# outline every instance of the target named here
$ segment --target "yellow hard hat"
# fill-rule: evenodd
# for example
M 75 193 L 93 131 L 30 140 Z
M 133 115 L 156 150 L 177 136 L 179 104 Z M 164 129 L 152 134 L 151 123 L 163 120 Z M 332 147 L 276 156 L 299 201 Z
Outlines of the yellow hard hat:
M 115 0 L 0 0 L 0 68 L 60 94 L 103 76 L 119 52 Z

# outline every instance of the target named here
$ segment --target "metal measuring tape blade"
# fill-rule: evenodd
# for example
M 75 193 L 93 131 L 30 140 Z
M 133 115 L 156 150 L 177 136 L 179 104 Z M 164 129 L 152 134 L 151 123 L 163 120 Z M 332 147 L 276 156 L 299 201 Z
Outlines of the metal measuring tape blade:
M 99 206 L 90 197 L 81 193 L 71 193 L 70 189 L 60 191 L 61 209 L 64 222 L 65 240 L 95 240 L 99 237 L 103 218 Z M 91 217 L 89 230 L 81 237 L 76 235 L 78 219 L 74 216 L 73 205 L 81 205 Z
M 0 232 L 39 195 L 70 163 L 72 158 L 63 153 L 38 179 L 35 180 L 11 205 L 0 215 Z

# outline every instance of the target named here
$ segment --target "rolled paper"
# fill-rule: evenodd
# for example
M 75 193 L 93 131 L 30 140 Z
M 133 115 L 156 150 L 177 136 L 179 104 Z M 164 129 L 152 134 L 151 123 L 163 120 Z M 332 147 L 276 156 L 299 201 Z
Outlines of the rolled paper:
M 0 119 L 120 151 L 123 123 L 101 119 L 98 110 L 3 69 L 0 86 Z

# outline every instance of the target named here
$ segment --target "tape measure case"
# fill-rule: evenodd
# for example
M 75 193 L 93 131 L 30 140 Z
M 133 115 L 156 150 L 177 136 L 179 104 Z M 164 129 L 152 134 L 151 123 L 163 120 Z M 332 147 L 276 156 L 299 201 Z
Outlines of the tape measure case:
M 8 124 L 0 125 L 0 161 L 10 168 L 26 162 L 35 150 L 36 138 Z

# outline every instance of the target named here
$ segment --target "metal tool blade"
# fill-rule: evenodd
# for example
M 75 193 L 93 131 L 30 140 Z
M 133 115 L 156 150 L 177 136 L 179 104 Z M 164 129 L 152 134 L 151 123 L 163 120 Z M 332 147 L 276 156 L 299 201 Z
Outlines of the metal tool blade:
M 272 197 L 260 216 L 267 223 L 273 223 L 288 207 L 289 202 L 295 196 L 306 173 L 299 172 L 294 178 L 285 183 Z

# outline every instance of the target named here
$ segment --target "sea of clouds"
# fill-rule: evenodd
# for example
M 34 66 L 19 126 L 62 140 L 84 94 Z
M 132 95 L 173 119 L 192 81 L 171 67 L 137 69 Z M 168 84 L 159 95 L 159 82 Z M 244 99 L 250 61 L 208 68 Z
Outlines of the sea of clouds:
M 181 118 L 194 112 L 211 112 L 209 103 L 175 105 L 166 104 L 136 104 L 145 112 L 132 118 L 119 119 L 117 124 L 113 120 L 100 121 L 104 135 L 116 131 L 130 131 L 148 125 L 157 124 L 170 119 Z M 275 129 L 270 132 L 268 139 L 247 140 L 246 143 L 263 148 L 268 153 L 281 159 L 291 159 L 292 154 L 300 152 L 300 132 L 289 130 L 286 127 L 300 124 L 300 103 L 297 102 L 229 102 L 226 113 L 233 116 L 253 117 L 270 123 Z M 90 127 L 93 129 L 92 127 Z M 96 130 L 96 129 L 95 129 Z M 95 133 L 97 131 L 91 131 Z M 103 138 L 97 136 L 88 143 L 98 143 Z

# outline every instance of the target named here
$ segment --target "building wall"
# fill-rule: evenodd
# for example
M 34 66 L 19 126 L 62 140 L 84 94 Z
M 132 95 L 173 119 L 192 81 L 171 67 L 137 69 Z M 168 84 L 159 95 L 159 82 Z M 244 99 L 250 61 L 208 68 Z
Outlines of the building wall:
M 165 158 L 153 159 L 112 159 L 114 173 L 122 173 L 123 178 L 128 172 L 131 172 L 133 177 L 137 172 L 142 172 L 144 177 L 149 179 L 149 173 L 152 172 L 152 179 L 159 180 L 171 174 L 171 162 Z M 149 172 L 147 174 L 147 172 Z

§ **INSTRUCTIONS FOR THE TASK**:
Go through the material and set every line down again exactly.

§ **COMPLETED TASK**:
# outline every instance of the target named here
$ segment --target "yellow hard hat"
# fill-rule: evenodd
# for example
M 75 193 L 93 131 L 30 140 Z
M 133 115 L 156 150 L 177 136 L 179 104 Z M 164 129 L 152 134 L 151 123 L 163 120 Z M 332 147 L 276 156 L 299 201 Z
Outlines of the yellow hard hat:
M 115 0 L 0 0 L 0 68 L 60 94 L 103 76 L 119 52 Z

# outline every instance of the target named here
$ segment --target "metal measuring tape blade"
# fill-rule: evenodd
# for example
M 75 193 L 93 131 L 30 140 Z
M 133 115 L 156 150 L 177 136 L 179 104 Z M 164 129 L 152 134 L 151 123 L 163 120 Z M 332 147 L 276 156 L 299 201 Z
Outlines of the metal measuring tape blade:
M 99 206 L 90 197 L 81 193 L 71 193 L 70 189 L 60 191 L 61 209 L 64 222 L 65 240 L 95 240 L 99 237 L 103 218 Z M 91 217 L 89 230 L 81 237 L 76 235 L 78 219 L 74 216 L 73 205 L 81 205 Z
M 0 232 L 39 195 L 70 163 L 72 158 L 63 153 L 38 179 L 35 180 L 11 205 L 0 215 Z

# outline every instance of the target named here
$ segment --target "rolled paper"
# fill-rule: evenodd
# for example
M 75 193 L 93 131 L 30 140 Z
M 133 115 L 156 150 L 177 136 L 179 104 Z M 164 129 L 152 134 L 151 123 L 163 120 Z M 332 147 L 276 156 L 299 201 Z
Outlines of the rolled paper:
M 0 119 L 120 151 L 123 123 L 101 119 L 98 110 L 3 69 L 0 86 Z

# outline every instance of the target named here
$ segment --target "tape measure case"
# fill-rule: evenodd
# for example
M 75 193 L 93 131 L 30 140 Z
M 133 115 L 156 150 L 177 136 L 179 104 Z M 164 129 L 152 134 L 151 123 L 163 120 Z M 332 147 L 276 156 L 299 201 Z
Outlines of the tape measure case:
M 8 124 L 0 125 L 0 161 L 10 168 L 26 162 L 35 150 L 36 138 Z

# outline every instance of the target named here
$ segment --target "metal tool blade"
# fill-rule: evenodd
# for example
M 75 193 L 93 131 L 30 140 Z
M 133 115 L 156 150 L 177 136 L 179 104 Z M 164 129 L 152 134 L 151 123 L 163 120 Z M 332 147 L 276 156 L 299 201 Z
Outlines of the metal tool blade:
M 272 197 L 260 216 L 267 223 L 273 223 L 288 207 L 289 202 L 295 196 L 306 173 L 299 172 L 294 178 L 285 183 Z

# outline every instance of the target named here
$ segment --target "sea of clouds"
# fill-rule: evenodd
# for example
M 34 66 L 19 126 L 62 140 L 84 94 Z
M 132 95 L 173 119 L 192 81 L 171 67 L 137 69 Z M 168 84 L 159 95 L 159 82 Z M 244 99 L 250 61 L 208 68 Z
Outlines of the sea of clouds:
M 181 118 L 194 112 L 211 112 L 209 103 L 175 105 L 166 104 L 136 104 L 145 112 L 132 118 L 119 119 L 117 124 L 113 120 L 100 121 L 104 135 L 116 131 L 130 131 L 148 125 L 157 124 L 170 119 Z M 275 129 L 270 132 L 268 139 L 247 140 L 246 143 L 263 148 L 268 153 L 281 159 L 291 159 L 292 154 L 300 152 L 300 132 L 289 130 L 286 127 L 300 124 L 300 103 L 297 102 L 229 102 L 226 113 L 233 116 L 253 117 L 270 123 Z M 90 127 L 93 129 L 92 127 Z M 96 130 L 96 129 L 95 129 Z M 95 133 L 97 131 L 91 131 Z M 103 138 L 97 136 L 88 143 L 98 143 Z

# outline every instance of the target named here
$ segment --target "building wall"
# fill-rule: evenodd
# for example
M 34 66 L 19 126 L 62 140 L 84 94 Z
M 132 95 L 173 119 L 192 81 L 171 67 L 137 69 Z M 168 84 L 159 95 L 159 82 Z M 244 99 L 250 61 L 208 68 Z
Outlines of the building wall:
M 165 158 L 153 159 L 112 159 L 114 173 L 122 173 L 123 178 L 128 172 L 131 172 L 133 177 L 137 172 L 142 172 L 144 177 L 149 179 L 149 173 L 152 172 L 152 179 L 159 180 L 171 174 L 171 162 Z M 149 172 L 147 174 L 147 172 Z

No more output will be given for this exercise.